* [What is required]: In the records below, take the line containing "the kitchen island" and reproduce it and every subsequent line exactly, adding nothing.

[Records excerpted from a collection]
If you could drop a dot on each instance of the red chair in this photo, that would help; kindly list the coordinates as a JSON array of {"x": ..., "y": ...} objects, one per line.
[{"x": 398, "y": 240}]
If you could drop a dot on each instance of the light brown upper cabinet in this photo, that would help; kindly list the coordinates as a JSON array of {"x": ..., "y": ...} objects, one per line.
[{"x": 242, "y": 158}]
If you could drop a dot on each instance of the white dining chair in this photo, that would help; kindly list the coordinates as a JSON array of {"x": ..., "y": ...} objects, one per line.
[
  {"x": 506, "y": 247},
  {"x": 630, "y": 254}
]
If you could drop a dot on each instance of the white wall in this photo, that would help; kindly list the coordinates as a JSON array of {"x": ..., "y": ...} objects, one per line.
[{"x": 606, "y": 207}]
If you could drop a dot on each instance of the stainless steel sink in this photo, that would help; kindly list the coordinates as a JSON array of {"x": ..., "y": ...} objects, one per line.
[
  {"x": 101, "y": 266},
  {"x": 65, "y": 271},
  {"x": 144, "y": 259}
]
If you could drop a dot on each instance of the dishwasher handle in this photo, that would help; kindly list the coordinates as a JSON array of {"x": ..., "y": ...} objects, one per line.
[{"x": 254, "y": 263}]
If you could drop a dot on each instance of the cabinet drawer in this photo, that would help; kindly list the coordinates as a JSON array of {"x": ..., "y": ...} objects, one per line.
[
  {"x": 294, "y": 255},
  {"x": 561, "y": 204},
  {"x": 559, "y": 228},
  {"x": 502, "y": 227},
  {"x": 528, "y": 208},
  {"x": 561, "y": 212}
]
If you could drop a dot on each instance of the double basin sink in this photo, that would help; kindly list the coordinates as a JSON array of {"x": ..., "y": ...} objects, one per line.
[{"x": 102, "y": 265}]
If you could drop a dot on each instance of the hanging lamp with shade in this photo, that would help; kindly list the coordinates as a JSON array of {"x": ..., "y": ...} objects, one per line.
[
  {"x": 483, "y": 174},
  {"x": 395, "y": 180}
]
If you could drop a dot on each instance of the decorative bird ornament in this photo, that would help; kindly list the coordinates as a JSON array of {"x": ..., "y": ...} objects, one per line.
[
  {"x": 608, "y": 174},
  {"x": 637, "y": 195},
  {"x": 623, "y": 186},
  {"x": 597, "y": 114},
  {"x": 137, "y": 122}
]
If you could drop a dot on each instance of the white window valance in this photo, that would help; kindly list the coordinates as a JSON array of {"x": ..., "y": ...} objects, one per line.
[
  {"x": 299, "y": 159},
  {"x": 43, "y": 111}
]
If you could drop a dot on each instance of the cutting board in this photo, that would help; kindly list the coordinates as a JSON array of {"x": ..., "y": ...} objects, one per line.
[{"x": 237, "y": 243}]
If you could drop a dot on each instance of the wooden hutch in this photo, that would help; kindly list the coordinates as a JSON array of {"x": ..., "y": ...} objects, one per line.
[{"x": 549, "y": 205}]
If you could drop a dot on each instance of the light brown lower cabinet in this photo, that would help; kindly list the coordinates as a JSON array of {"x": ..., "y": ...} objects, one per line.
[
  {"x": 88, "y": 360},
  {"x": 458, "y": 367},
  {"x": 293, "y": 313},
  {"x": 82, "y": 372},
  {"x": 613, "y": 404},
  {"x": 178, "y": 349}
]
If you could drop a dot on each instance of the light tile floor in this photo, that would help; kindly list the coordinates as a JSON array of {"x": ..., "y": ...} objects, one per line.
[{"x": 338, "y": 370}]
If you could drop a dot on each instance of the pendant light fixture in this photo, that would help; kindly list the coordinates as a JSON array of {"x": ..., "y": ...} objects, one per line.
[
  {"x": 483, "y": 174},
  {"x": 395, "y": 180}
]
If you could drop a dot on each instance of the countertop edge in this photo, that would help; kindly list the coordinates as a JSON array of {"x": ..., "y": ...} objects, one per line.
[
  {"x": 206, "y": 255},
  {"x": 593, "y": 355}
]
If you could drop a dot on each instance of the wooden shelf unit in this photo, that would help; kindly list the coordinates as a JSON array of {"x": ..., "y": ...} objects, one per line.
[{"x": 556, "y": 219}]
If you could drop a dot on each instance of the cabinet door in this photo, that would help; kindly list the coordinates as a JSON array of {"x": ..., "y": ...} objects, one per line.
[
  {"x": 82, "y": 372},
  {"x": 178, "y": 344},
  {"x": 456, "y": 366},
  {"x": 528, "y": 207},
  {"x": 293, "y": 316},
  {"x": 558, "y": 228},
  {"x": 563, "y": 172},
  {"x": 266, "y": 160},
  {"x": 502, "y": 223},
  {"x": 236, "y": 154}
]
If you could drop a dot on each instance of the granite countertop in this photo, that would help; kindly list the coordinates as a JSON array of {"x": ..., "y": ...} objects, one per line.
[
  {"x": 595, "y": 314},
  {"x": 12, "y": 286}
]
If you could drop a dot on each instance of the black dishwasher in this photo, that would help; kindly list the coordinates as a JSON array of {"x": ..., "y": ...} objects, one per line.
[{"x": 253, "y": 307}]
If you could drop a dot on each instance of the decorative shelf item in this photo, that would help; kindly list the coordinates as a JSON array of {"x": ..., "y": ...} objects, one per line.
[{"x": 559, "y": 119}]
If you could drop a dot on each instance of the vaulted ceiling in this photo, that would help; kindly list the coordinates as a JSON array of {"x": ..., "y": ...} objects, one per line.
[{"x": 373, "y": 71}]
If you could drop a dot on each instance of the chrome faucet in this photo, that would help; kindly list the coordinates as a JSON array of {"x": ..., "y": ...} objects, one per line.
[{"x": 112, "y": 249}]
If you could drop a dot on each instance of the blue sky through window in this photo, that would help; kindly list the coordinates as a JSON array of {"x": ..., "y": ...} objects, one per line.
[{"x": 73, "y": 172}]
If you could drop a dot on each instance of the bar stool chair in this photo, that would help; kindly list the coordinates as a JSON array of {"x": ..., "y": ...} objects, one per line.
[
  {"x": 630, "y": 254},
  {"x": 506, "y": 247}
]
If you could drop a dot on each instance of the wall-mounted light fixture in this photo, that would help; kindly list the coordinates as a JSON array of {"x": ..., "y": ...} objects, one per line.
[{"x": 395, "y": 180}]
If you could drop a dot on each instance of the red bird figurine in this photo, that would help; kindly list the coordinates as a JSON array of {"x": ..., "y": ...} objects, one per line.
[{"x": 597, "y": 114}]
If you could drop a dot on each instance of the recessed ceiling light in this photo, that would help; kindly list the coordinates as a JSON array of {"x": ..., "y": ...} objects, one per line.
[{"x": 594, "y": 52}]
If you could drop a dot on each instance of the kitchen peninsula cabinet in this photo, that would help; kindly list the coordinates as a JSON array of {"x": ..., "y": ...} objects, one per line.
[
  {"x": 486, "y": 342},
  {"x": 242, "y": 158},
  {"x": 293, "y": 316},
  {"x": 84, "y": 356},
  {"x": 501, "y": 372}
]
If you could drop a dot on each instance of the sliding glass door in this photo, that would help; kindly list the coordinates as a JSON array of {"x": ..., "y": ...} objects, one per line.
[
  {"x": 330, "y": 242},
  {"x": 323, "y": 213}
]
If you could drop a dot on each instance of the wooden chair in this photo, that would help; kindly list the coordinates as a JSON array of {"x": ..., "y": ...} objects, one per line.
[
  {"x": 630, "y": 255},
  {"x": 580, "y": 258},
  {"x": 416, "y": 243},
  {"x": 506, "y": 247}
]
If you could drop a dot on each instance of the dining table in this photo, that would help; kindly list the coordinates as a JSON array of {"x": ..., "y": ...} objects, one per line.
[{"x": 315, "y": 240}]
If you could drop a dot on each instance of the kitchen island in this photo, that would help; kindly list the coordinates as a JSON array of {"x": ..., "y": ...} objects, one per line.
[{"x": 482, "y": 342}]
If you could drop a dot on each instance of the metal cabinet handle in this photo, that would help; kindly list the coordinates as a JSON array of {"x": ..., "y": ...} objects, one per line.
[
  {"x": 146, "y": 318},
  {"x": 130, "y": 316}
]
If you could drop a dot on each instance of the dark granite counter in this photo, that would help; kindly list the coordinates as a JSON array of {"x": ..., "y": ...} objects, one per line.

* [Exercise answer]:
If you could drop a dot on each instance of the kitchen island in this photo, that would help; kindly list the coordinates as a JSON array of {"x": ..., "y": ...} objects, one per line.
[{"x": 482, "y": 342}]
If you could drop a dot on each instance of the metal cabinet handle in this photo, that would help; kindly list the coordinates as a JSON array of {"x": ..., "y": ...} objects, one per line.
[
  {"x": 146, "y": 318},
  {"x": 130, "y": 316}
]
If you could drop a dot on each instance of the dark granite counter in this photo, that would help; kindly list the coordinates as a JSON array of {"x": ..., "y": ...} objects, one per line.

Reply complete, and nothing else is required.